Moi’s Kenyan torture victims mourn a reckoning that never came

By Duncan Miriri and Katharine Houreld

NAIROBI (Reuters) – Wachira Waheire was 25 years old when he was thrown into Kenya’s notorious torture cells for possessing a poster saying hunger will lead to revolution.

Decades later, the human rights activist sought a meeting with the man he held responsible. It never happened. On Tuesday, former president Daniel Arap Moi died and with him Waheire’s hopes for a reckoning.

“If he looked at the victims eyeball to eyeball … we were willing to forgive him,” Waheire told Reuters.

“He declined to face us…. if someone is not willing to own up, I think you cannot go ahead and forgive.”

Hours after the 95-year-old former president passed away, coverage of his divisive legacy began to split along familiar lines.

Supporters praised him for keeping Kenya stable when neighbors crumbled into civil war, and for peacefully leaving power in 2002 after 24 years as head of state – a rare occurrence in Africa at that time.

**Supplied information**
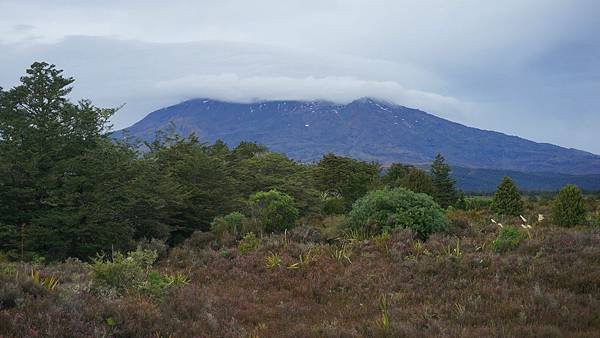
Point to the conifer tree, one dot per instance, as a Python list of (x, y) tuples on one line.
[(507, 199), (568, 209), (444, 191)]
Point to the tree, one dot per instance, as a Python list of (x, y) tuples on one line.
[(348, 177), (418, 180), (394, 175), (204, 184), (57, 167), (276, 211), (444, 191), (387, 209), (507, 199), (568, 208)]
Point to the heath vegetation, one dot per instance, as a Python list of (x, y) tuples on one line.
[(179, 238)]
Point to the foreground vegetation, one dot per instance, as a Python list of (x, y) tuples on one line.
[(468, 281), (179, 238)]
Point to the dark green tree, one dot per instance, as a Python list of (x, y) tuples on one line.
[(568, 208), (418, 180), (57, 167), (507, 199), (394, 174), (387, 209), (276, 211), (204, 185), (444, 190), (348, 177)]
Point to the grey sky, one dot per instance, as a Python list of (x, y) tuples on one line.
[(524, 67)]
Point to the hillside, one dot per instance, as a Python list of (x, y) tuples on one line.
[(365, 129)]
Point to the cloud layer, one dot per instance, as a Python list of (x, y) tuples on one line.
[(530, 67)]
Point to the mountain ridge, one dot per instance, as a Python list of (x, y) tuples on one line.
[(367, 129)]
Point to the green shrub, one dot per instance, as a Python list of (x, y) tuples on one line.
[(248, 243), (122, 272), (568, 208), (334, 206), (507, 199), (275, 210), (386, 209), (508, 239), (475, 203), (228, 226)]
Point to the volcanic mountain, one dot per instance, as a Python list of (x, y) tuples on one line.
[(367, 129)]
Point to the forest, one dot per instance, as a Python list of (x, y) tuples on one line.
[(176, 237)]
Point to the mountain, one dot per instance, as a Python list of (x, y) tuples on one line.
[(367, 129)]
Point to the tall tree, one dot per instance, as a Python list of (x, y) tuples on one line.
[(54, 158), (348, 177), (507, 199), (444, 190), (568, 208)]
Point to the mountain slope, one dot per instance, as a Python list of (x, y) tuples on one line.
[(366, 129)]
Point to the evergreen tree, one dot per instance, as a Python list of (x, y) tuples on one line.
[(59, 169), (348, 177), (568, 208), (394, 175), (507, 199), (444, 191)]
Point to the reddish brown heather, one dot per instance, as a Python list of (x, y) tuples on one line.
[(451, 285)]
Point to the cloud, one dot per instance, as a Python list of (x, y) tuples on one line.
[(521, 67), (232, 87)]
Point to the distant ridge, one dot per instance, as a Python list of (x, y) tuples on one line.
[(367, 129)]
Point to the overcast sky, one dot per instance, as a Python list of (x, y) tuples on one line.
[(524, 67)]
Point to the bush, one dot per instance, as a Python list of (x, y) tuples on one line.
[(508, 239), (276, 211), (122, 272), (475, 203), (386, 209), (568, 208), (228, 226), (507, 199), (248, 243), (334, 206)]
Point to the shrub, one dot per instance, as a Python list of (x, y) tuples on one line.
[(568, 208), (228, 226), (122, 272), (507, 199), (248, 243), (275, 210), (334, 206), (508, 239), (386, 209)]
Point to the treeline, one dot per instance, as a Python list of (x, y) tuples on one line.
[(68, 190)]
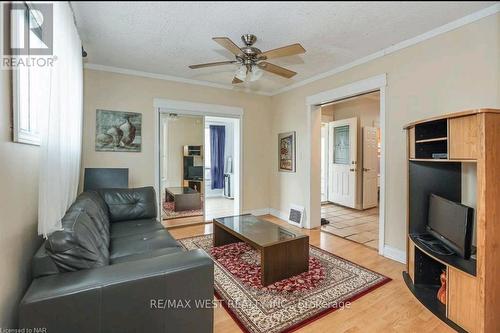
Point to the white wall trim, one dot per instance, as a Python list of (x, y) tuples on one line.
[(373, 83), (191, 108), (162, 105), (394, 254), (399, 46), (171, 78), (349, 90)]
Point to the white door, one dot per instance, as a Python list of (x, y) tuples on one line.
[(342, 179), (370, 167), (324, 162)]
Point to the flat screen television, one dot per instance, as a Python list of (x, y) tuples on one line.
[(451, 223), (195, 172)]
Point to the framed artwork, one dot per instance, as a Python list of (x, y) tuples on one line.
[(118, 131), (286, 152)]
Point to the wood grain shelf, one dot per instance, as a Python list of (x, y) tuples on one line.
[(471, 140)]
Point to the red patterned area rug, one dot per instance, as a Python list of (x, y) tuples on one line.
[(330, 284)]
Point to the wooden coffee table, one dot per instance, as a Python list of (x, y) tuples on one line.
[(283, 252)]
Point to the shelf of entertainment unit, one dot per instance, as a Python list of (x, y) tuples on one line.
[(426, 294), (466, 266), (440, 160), (432, 140)]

**Questions to answer**
a) Translate this sentence from the article on Moi's torture victims into Spanish: "Decades later, the human rights activist sought a meeting with the man he held responsible."
b) Carry on the news article about Moi's Kenyan torture victims, picking up after its final paragraph.

**Answers to this exercise**
a) Décadas después, el activista de derechos humanos buscó reunirse con el hombre al que consideraba responsable.

b)
Others criticized him for the corruption that spread under his watch and recalled how his government set up torture chambers in the basement of Nyayo House, a government building in central Nairobi that now houses the immigration department.

Thousands of activists, students and academics were held without charge in the underground cells, some of them filled with water. Prisoners said they were sometimes denied food and water.

Moi never addressed the rampant human rights abuses under his rule and also refused to engage with the nation’s Truth, Justice and Reconciliation Commission, established in 2008.

That’s the body Waheire represented when he sought in vain to meet with Moi in 2011.

Moi’s spokesman Lee Njiru did not return messages seeking comment.

Kenya has never confronted its history, Waheire said – there’s no mention of the Nyayo House or Nyati House torture cells in the curriculum, or the 1984 Wagalla massacre, when the military killed hundreds of men and boys, mostly ethnic Somalis in a purported disarmament operation.

After stepping down Moi lived quietly for years on his sprawling estate in the Rift Valley, playing the role of a respected elder statesman.

Government promises to turn Nyayo House into a museum have not been honored.

Waheire said he’d toured national monuments to victims of repression in South Africa, Argentina and Germany and had been especially moved by the plaques with people’s names. Kenya needs that, he said.

“Young people are completely ignorant of that history. The egregious human rights of Moi’s time are completely sugar-coated,” he said.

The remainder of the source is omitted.